**AIM**: Rename "Box" to "Region" wherever it occurs in the listing from its start through the line containing "[915,175,963,332]", inclusive. Give those lines again with nothing else changed.

Object detection data
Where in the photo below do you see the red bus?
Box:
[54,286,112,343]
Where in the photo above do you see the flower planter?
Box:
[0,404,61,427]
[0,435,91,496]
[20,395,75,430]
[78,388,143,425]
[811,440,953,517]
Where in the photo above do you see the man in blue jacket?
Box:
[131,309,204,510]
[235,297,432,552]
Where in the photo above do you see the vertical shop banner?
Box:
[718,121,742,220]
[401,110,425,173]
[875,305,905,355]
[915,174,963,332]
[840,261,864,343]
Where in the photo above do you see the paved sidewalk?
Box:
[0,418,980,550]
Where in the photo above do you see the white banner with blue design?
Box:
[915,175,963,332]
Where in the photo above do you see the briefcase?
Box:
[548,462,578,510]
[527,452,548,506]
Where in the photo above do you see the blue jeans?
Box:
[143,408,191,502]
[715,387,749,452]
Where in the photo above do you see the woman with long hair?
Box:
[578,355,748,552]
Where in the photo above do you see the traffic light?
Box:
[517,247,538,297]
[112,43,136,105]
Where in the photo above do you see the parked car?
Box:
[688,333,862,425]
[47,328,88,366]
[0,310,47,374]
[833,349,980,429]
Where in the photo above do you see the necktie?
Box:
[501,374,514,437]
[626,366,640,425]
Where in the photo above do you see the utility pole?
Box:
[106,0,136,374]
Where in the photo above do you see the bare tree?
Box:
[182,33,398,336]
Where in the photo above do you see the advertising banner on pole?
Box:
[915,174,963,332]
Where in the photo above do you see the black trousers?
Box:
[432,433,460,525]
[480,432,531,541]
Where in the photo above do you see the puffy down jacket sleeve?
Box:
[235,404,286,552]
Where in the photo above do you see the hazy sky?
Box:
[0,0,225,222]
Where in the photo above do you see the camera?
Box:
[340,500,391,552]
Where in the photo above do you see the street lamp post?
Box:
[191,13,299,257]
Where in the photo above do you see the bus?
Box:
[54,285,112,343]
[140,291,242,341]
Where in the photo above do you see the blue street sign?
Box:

**IN RESPONSE**:
Where in the photo below do you see the red bus?
Region:
[54,286,112,343]
Where in the photo above do you see the flower planter?
Region:
[0,404,61,427]
[0,435,91,496]
[20,395,75,430]
[78,388,143,425]
[811,440,953,517]
Where in the photo above do you see the man in blue jacket?
Region:
[131,309,204,510]
[235,297,432,552]
Where in the photo above do you see the vertical shop banner?
Region:
[718,121,742,220]
[401,110,425,173]
[875,305,905,355]
[915,174,963,332]
[840,261,864,343]
Where in the photo above do you see the paved sidewalk?
Region:
[0,418,980,550]
Where in the photo above do you see the white banner with blue design?
Region:
[915,175,963,332]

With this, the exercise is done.